## Data supplied
[Start of section]
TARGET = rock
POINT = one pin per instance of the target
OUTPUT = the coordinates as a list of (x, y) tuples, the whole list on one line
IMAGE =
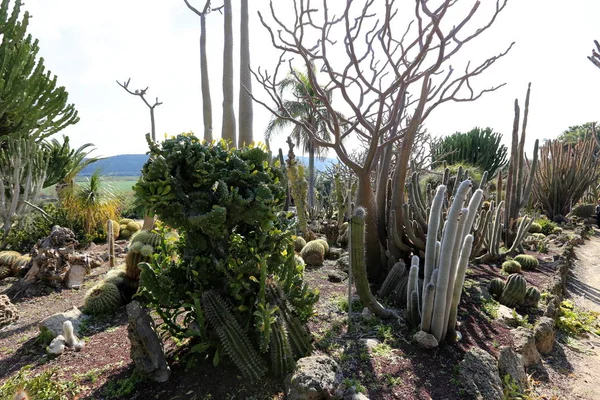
[(75, 276), (544, 335), (8, 311), (314, 378), (147, 351), (54, 323), (425, 340), (510, 363), (479, 376), (524, 343), (337, 276)]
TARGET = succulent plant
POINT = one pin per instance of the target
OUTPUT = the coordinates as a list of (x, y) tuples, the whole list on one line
[(528, 262), (511, 267), (532, 297), (299, 243), (313, 253), (103, 298), (496, 287), (514, 291)]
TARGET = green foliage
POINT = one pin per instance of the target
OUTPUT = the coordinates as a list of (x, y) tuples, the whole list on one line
[(478, 147), (233, 243), (41, 386), (575, 321)]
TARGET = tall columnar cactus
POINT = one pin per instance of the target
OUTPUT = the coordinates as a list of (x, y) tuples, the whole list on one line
[(519, 182)]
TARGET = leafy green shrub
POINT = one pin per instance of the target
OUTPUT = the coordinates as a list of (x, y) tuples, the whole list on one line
[(233, 243)]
[End of section]
## Your instructions
Could you return all the entries exactly as they appear, minus the pictures?

## Solution
TARGET = rock
POINT = one pin per instance of the target
OUTPUT = the coordinates as a list of (x, y) tuples, the whole list on one line
IMAGE =
[(75, 276), (544, 335), (8, 311), (314, 378), (147, 351), (54, 323), (425, 340), (510, 363), (479, 376), (524, 343), (337, 276)]
TARGET = succulent plant
POINT = one pin per instance of the target
OUTPUT = the coordinates as a list of (x, y) tuples, the whole list on one line
[(528, 262), (511, 267), (532, 297), (299, 243), (313, 253), (103, 298), (496, 287), (514, 291)]
TARGET = green foliage
POINT = one pin per instance of the target
OUTPUT = the coordinates as a list of (x, y) tuples, the whole list on one line
[(478, 147), (233, 243), (41, 386), (575, 321)]
TARGET = tall columnar cactus
POINT = one pin per instance of the target
OUTPUT = the coordinates as a list of (x, y) tuples, the whole list on one line
[(519, 182)]
TARGET = leafy green shrub
POINT = one pin per instance of the target
OUTPUT = the coordinates as a list of (x, y) tuples, the whole list on one line
[(233, 243)]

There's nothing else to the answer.